=== Brano di partenza ===
__________________________________________________

IL PERU' DI SERENA
Superata la metà dell'anno di esperienza come "casco bianco" nel Paese sudamericano, è tempo dei primi bilanci/26
Tempo di bilanci 2007-05-22 - Ho iniziato in ottobre con molti dubbi, paure, aspettative; ma soprattutto con il desiderio di mettermi in gioco e di vedere se sarei stata in grado di vivere in una realtà cosí diversa da quella a cui ero abituata e di poter fare qualcosa di concreto, che mi facesse sentire bene. Sì, in realtà era più per me che per gli altri che intrapresi questa strada. All’inizio tutto mi entusiasmava, la ONG alla quale ero stata assegnata è molto conosciuta nel Paese e questo mi faceva sentire importante e, allo stesso tempo, mi sentivo in dovere di “fare” e “fare bene”. Accettavo tutte le attività che mi venivano proposte, non volevo perdermi nulla e soprattutto volevo capire, comprendere la realtà in cui ero capitata e la sua gente.
Il primo impatto è stato molto forte e solo in seguito ho avuto modo di rifletterci sopra. La mia istituzione lavora molto con i familiari delle vittime del conflitto armato interno: le loro storie, le esperienze che hanno vissuto sono difficili da ascoltare. All’inizio pensavo che io, straniera, non facendo parte del loro mondo, non avrei potuto fare molto per queste persone perchè molte delle loro sofferenze non le avevo mai vissute. A poco poco, sono riuscita a capire un po’ meglio il Perù, Lima, cosa ha significato il terrorismo e la repressione militare tra l’’80 ed il 2000, cosa pensa la gente e come conquistare la fiducia delle persone. In Aprodeh sto partecipando a molte campagne di difesa dei diritti umani, che spaziano da iniziative contro il razzismo a marce per sostenere l’estradizione di Fujimori.
Trascorro molto tempo in ufficio, in un bel quartiere della capitale: all’inizio questo mi metteva a disagio, pensavo a chi lavora in zone “complicate” (come le chiamano qua) e mi sentivo di non realizzare a pieno il mio servizio civile. Ora ho imparato a fare la distinzione, do molta più importanza a quello che una persona fa e all’impegno e la passione che mette nel proprio operato che al luogo in cui vive o lavora. Non so se riesco a spiegarmi: però, prima di arrivare in Perù, pensavo che i ricchi fossero i cattivi ed i poveri i buoni, quelli da aiutare. Pensavo che vivere in una bella zona o lavorare in un ufficio fosse sbagliato e contradditorio. Adesso sto imparando a relativizzare e a vedere le cose da un altro punto di vista. Al lavoro sto apprendendo ad assumermi nuove responsabilità e ad essere più propositiva, organizzo diverse iniziative con giovani universitari e queste attività mi stanno aiutando a trovare nuove energie.

__________________________________________________

=== Materiale raccolto ===
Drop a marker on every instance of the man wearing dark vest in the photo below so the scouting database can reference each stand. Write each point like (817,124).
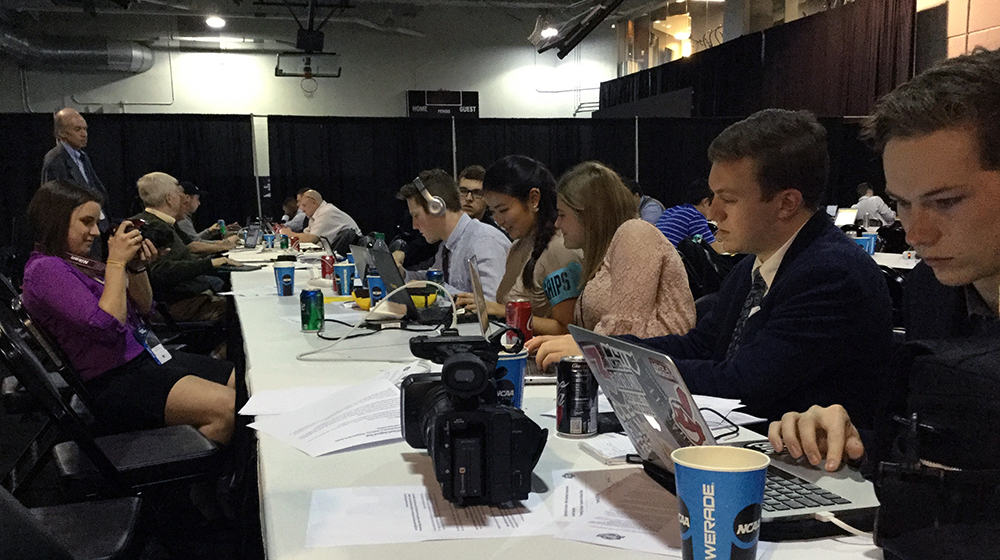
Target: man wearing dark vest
(69,162)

__________________________________________________

=== Consegna 1 ===
Sostituisci "ottobre" con "settembre" nella parte del brano di partenza che si apre con le parole contenenti "IL PERU' DI" e si chiude con "la sua gente.", poi riporta quella parte.
=== Consegna 2 ===
Rispondi a queste domande sul brano di partenza.
(a) In che mese l'autrice ha iniziato la sua esperienza?
(b) Che tipo di iniziative comprendono le campagne per i diritti umani a cui partecipa in Aprodeh?
(c) Con chi organizza diverse iniziative al lavoro?
Il materiale proviene da un'altra fonte.

=== Risposta completa 1 ===
IL PERU' DI SERENA
Superata la metà dell'anno di esperienza come "casco bianco" nel Paese sudamericano, è tempo dei primi bilanci/26
Tempo di bilanci 2007-05-22 - Ho iniziato in settembre con molti dubbi, paure, aspettative; ma soprattutto con il desiderio di mettermi in gioco e di vedere se sarei stata in grado di vivere in una realtà cosí diversa da quella a cui ero abituata e di poter fare qualcosa di concreto, che mi facesse sentire bene. Sì, in realtà era più per me che per gli altri che intrapresi questa strada. All’inizio tutto mi entusiasmava, la ONG alla quale ero stata assegnata è molto conosciuta nel Paese e questo mi faceva sentire importante e, allo stesso tempo, mi sentivo in dovere di “fare” e “fare bene”. Accettavo tutte le attività che mi venivano proposte, non volevo perdermi nulla e soprattutto volevo capire, comprendere la realtà in cui ero capitata e la sua gente.

=== Risposta completa 2 ===
(a) In ottobre.
(b) Vanno da iniziative contro il razzismo a marce per sostenere l'estradizione di Fujimori.
(c) Con giovani universitari.